------ THE DATA
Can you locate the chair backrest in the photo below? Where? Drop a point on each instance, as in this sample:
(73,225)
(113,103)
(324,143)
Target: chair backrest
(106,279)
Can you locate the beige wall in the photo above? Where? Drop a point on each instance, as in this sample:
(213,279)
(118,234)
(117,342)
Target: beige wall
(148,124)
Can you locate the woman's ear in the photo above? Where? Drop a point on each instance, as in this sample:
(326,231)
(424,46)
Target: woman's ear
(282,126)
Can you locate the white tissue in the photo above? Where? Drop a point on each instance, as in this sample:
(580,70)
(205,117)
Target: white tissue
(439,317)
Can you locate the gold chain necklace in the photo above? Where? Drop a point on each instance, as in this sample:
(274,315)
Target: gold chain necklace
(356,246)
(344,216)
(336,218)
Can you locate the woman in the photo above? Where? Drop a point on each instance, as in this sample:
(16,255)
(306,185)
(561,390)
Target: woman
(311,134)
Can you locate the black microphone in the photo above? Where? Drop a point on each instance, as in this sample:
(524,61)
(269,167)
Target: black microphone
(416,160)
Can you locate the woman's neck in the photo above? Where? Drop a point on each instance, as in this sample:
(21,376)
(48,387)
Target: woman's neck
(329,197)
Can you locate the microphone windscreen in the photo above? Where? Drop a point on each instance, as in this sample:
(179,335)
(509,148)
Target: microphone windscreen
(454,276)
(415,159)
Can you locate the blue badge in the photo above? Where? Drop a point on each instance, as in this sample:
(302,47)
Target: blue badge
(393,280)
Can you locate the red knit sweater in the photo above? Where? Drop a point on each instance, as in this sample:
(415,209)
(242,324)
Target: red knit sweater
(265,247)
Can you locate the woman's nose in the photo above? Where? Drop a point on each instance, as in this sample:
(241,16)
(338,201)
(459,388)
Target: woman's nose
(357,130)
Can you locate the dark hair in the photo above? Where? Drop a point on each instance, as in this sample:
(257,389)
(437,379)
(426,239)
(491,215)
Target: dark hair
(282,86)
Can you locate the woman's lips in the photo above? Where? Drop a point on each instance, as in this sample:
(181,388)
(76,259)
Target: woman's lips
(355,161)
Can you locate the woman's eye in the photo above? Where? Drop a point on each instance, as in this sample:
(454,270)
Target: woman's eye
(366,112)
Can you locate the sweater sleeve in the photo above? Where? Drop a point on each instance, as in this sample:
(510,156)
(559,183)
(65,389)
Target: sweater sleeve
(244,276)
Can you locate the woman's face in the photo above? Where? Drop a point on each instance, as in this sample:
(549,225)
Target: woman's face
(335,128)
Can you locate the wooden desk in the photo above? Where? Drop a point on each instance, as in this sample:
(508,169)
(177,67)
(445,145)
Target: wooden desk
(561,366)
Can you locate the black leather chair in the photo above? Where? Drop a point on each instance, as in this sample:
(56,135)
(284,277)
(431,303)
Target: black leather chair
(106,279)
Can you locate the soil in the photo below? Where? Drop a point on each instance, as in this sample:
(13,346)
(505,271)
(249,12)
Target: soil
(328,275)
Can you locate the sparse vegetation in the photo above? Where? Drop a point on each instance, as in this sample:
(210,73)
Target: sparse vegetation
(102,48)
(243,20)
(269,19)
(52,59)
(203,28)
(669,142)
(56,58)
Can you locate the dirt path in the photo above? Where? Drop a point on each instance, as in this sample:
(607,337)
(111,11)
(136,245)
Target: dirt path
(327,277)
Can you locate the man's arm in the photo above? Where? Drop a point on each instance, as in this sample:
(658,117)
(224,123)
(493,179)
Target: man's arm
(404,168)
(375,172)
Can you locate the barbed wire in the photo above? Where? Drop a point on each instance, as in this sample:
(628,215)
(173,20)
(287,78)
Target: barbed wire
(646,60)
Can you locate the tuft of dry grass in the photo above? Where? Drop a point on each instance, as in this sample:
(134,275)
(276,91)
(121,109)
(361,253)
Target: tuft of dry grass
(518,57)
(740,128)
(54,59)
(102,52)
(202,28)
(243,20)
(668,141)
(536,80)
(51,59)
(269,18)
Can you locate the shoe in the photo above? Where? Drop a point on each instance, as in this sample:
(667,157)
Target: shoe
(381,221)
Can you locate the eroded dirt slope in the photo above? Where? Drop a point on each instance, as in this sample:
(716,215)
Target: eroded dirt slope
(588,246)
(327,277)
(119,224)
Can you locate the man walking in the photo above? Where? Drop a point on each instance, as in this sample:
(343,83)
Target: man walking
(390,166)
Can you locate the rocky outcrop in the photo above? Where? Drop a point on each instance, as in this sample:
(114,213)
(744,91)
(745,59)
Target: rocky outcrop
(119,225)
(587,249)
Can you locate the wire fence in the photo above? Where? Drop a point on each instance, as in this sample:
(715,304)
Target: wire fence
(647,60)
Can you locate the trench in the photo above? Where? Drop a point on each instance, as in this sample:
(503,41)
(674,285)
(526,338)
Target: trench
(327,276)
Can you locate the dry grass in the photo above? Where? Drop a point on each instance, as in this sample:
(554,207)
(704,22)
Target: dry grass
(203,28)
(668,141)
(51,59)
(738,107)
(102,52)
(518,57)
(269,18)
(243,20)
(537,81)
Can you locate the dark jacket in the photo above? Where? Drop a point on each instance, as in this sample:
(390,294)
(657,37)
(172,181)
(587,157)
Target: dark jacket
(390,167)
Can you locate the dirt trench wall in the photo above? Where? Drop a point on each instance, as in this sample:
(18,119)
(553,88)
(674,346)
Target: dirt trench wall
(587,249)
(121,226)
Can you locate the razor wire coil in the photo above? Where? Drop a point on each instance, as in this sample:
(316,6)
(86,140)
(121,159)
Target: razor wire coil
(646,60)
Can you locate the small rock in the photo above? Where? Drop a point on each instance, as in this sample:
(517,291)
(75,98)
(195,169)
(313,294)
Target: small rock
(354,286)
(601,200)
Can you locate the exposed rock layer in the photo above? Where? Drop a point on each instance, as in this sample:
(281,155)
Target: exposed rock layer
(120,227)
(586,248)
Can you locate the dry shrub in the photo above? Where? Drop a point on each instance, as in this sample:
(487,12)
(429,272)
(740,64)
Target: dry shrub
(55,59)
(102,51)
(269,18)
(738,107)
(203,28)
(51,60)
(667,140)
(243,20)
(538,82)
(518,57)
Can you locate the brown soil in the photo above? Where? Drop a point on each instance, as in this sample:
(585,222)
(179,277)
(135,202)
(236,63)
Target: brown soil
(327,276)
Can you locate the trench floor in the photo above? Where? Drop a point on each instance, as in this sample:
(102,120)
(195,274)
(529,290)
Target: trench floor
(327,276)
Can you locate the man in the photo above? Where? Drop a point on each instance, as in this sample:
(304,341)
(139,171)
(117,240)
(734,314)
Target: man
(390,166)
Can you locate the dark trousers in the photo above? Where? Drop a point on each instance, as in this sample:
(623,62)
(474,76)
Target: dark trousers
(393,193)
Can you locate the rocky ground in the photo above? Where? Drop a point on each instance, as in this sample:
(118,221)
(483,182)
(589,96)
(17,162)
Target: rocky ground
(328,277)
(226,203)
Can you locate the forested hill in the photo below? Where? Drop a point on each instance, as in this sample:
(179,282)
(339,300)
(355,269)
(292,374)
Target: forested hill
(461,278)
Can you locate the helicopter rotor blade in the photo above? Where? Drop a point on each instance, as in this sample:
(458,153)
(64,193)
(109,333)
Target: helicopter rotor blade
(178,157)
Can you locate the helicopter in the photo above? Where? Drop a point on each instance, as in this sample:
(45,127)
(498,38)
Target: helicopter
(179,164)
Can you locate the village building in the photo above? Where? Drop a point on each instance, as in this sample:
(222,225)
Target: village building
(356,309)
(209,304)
------------
#### EXERCISE GOAL
Filter the entries above and keep only the lines with the word "below".

#### EXERCISE RESPONSE
Can you locate the chair backrest in the photo below? Where? Drop a point on each instance, as in this sample:
Can you locate the soil in the photo below? Where? Drop a point on each instance, as in this sample:
Can you locate the forested hill in the photo below? Where? Drop a point on each instance, as in this sample:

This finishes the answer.